Retype each entry exactly. Skip any pictures.

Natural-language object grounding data

»»

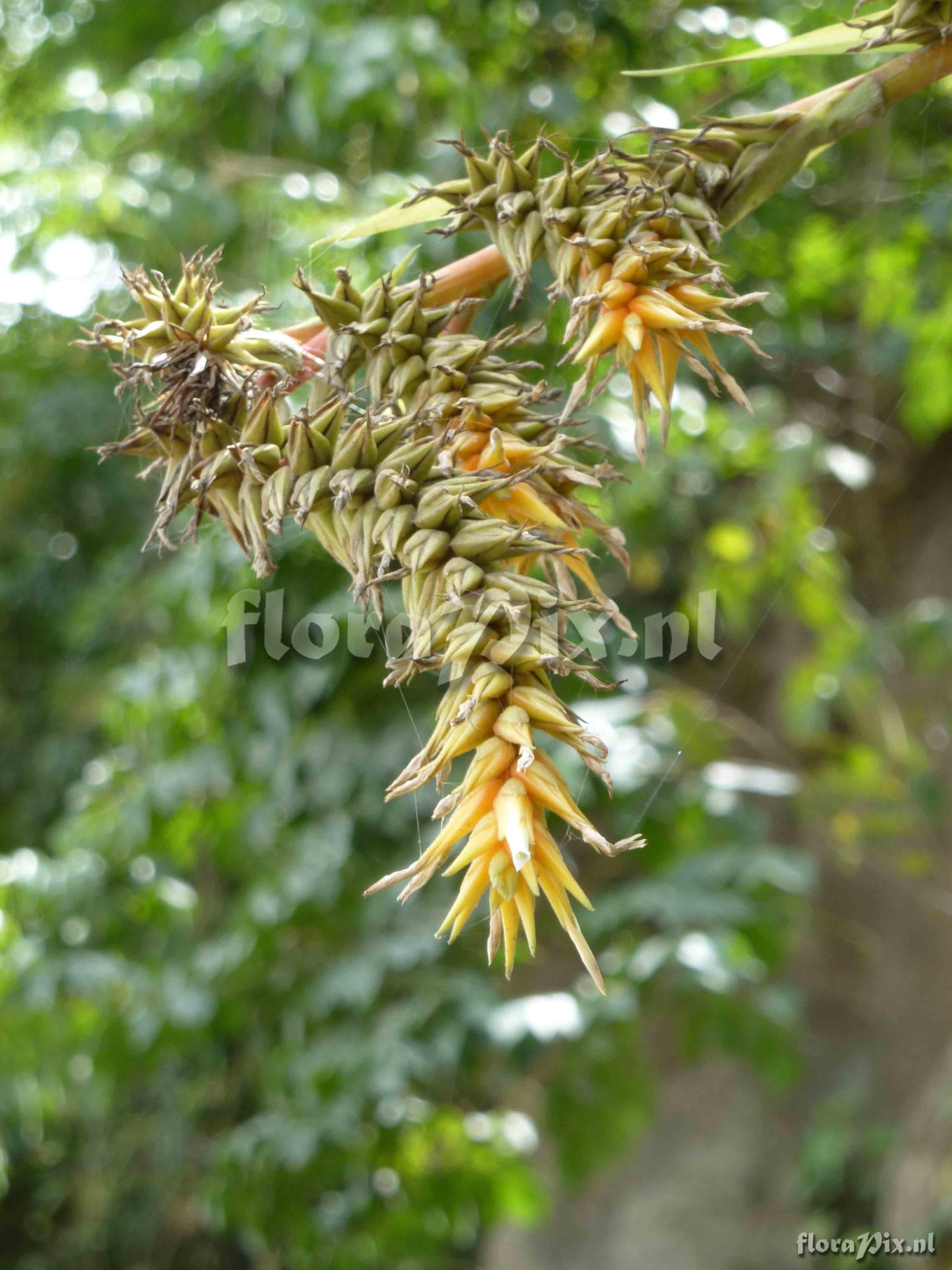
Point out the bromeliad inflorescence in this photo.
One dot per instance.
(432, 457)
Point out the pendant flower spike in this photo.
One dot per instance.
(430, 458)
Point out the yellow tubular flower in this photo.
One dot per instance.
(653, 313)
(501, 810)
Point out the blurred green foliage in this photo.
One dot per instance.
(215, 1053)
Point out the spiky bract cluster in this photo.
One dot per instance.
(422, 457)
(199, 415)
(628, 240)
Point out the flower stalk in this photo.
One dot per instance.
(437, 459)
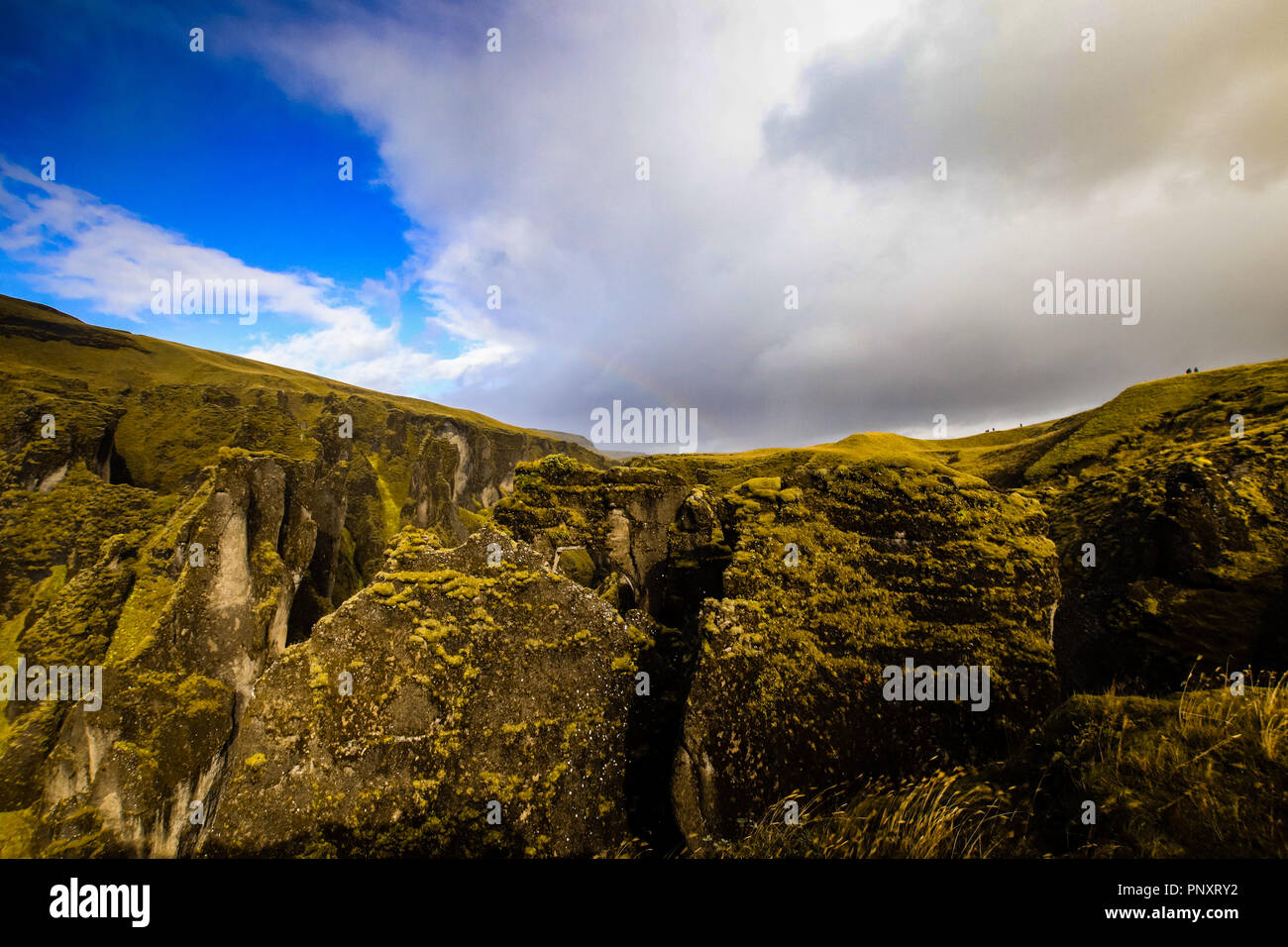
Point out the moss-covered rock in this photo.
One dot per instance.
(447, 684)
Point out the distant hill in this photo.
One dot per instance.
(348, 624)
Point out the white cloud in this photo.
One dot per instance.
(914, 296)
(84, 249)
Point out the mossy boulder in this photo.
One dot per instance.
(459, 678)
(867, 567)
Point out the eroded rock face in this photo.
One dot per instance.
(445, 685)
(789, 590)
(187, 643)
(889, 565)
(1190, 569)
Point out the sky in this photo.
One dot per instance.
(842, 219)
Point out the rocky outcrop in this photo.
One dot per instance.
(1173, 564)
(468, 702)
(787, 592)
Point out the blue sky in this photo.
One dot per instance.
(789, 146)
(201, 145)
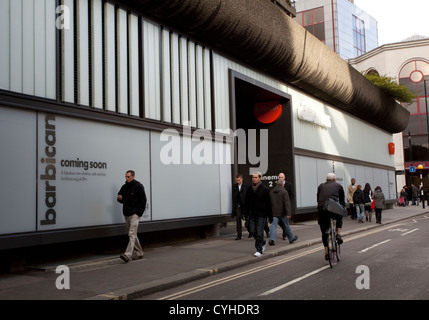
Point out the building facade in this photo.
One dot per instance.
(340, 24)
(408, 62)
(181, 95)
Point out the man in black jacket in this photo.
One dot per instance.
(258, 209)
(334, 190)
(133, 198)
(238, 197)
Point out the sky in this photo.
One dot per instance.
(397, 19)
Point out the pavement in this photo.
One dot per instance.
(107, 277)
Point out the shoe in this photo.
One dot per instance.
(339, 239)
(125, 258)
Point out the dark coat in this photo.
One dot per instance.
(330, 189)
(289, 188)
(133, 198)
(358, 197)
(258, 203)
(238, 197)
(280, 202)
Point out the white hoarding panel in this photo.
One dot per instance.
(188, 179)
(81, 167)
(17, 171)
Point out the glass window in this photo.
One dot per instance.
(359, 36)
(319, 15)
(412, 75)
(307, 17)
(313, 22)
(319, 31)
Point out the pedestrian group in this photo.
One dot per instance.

««

### EXERCISE RESULT
Point out the bromeliad inflorescence in this photo.
One dot per instance.
(432, 457)
Point out the pendant flower spike in this photo.
One dot per instance.
(430, 458)
Point out the yellow tubular flower in this photo.
One dot per instance.
(653, 313)
(501, 810)
Point out the blurred green foliage in this photo.
One dot per instance.
(215, 1053)
Point out the spiky bract cluster in this photo.
One dot per instance.
(422, 457)
(199, 415)
(628, 240)
Point out the flower stalk in this photo.
One dot per instance.
(437, 459)
Point out the moss-covered rock in this photo.
One dot per instance.
(447, 684)
Point out the distant hill in this photo.
One dot per instance.
(348, 624)
Point out the white cloud in this photo.
One dot per instance.
(914, 296)
(84, 249)
Point out the mossy boulder in this photo.
One dot per instance.
(459, 678)
(867, 567)
Point out the eroded rock face in this photo.
One dot per instance.
(445, 685)
(789, 590)
(187, 643)
(889, 565)
(1190, 569)
Point out the sky in this photo.
One dot per instance.
(842, 219)
Point out the rocky outcrop in this photo.
One dot per instance.
(1173, 564)
(468, 702)
(787, 592)
Point out the blue sky in this photo.
One dot per instance.
(789, 146)
(201, 145)
Point out the building facade in this photo.
One dot per instance.
(340, 24)
(408, 62)
(181, 95)
Point out the man in black jacket in this photo.
One dot per instance.
(258, 209)
(334, 190)
(133, 198)
(238, 197)
Point out the sky in this photo.
One dot per instance.
(397, 19)
Point out the pavement in this photo.
One dot per instance.
(107, 277)
Point out the shoe in this photo.
One dot per instance.
(339, 239)
(125, 258)
Point out the dark coat in this photo.
One dot per instance.
(330, 189)
(289, 188)
(133, 198)
(358, 197)
(258, 203)
(238, 197)
(280, 202)
Point out the white hoarding panel in this photo.
One dot per instance.
(188, 179)
(81, 167)
(17, 171)
Point out the glass window in this photo.
One dot per instance.
(359, 36)
(319, 15)
(412, 75)
(307, 17)
(313, 22)
(319, 31)
Point out the pedestrian group in this photo.
One dot per instance.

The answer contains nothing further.